> _RECORDS PROVIDED_:
-- start --

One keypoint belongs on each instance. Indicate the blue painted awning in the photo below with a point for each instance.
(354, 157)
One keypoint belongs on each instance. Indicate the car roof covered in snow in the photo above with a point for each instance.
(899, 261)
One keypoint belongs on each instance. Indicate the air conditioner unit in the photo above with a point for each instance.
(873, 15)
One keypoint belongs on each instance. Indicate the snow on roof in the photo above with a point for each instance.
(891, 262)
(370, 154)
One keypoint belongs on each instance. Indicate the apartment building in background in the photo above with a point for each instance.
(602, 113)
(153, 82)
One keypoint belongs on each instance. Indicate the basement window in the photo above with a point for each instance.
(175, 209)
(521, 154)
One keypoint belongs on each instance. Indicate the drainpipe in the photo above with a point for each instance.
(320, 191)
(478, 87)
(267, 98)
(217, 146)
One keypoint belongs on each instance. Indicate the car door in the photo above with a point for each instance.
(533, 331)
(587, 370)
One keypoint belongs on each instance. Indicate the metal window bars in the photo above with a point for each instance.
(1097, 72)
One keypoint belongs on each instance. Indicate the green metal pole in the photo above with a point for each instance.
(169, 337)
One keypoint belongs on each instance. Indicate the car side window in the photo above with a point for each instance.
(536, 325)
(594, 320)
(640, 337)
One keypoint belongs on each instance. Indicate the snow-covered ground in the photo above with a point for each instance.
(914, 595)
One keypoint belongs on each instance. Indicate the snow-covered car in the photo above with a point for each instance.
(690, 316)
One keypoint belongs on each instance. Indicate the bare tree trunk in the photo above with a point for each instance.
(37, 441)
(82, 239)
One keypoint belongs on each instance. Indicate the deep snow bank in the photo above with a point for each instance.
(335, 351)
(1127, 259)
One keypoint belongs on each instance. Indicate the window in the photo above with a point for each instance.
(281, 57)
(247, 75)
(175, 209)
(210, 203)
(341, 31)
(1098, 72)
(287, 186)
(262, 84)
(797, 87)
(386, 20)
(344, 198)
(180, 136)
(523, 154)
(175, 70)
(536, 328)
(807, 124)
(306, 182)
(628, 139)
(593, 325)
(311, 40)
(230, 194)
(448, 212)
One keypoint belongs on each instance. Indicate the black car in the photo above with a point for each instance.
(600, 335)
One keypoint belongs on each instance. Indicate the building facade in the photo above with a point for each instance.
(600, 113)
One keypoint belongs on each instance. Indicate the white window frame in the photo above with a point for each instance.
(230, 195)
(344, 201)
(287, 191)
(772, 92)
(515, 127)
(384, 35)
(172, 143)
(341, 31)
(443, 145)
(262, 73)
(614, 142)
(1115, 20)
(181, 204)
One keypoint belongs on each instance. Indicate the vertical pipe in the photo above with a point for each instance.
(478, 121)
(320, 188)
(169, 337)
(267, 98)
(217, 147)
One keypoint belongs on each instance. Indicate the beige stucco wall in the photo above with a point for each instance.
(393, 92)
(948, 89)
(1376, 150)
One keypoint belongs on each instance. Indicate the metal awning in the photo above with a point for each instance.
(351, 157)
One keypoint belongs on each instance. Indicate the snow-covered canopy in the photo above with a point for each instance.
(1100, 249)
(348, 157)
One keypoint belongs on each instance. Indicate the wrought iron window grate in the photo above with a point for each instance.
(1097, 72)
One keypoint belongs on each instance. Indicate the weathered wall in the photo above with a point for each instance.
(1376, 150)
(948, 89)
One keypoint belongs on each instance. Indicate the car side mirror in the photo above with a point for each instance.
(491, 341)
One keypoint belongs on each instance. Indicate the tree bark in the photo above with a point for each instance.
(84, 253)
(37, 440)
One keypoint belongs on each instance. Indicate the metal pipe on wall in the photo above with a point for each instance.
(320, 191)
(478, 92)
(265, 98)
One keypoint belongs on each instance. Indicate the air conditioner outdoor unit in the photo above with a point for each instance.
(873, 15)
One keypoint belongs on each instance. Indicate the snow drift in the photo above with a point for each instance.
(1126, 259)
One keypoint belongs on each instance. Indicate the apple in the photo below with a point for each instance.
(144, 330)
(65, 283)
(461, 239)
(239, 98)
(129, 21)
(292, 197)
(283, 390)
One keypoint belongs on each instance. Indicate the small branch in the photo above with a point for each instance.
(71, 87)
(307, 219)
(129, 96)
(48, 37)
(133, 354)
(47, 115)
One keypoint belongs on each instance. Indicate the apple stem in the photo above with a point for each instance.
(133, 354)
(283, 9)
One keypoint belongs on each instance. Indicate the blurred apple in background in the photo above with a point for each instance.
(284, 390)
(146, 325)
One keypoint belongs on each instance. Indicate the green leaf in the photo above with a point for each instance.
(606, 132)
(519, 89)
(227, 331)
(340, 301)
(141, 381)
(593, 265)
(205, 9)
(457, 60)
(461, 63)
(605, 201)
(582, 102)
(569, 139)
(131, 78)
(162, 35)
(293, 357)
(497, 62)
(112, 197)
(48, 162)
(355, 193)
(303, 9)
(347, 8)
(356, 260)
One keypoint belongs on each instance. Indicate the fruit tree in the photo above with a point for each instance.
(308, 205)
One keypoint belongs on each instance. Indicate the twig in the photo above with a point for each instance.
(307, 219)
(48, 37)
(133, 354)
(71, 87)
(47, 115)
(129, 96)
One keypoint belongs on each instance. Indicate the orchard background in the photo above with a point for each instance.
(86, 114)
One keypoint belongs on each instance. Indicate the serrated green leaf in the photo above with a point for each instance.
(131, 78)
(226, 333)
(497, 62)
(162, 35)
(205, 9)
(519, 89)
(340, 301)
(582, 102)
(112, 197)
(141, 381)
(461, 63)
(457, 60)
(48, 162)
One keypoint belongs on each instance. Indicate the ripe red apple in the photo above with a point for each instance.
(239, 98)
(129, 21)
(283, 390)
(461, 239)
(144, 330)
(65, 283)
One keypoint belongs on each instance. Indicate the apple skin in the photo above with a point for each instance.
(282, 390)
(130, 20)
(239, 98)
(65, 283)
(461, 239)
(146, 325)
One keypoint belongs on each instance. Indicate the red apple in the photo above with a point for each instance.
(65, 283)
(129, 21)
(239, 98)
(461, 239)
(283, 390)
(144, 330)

-- end --

> _REQUIRED TASK_: Set down, exactly and in full, the lines from the one containing "One keypoint belongs on each instance. Indicate the orchard" through the end of the entries; no other line belongs.

> _ANSWER TO THIS PROBLEM_:
One keypoint belongs on each instance. Indicate the orchard background in the photo above with a point for each instance.
(86, 114)
One keypoint belongs on each instance. Indicate the serrated green leaf in the photo above with a point for each instance.
(131, 78)
(226, 333)
(497, 62)
(162, 35)
(205, 9)
(519, 89)
(340, 301)
(582, 102)
(112, 197)
(141, 381)
(461, 63)
(457, 60)
(48, 162)
One keypoint belongs on each instance. Indicate the ripe red apple in the photo above with a point for each instance.
(239, 98)
(129, 21)
(283, 390)
(461, 239)
(144, 330)
(65, 283)
One keypoint belongs on each instance. Indicate the apple skin in the photo above with a point for each instance.
(282, 390)
(130, 20)
(239, 98)
(65, 283)
(461, 239)
(146, 325)
One keypoint belongs on each instance. Indicate the red apple in the photo above with a point for each instance.
(65, 283)
(129, 21)
(239, 98)
(461, 239)
(283, 390)
(144, 330)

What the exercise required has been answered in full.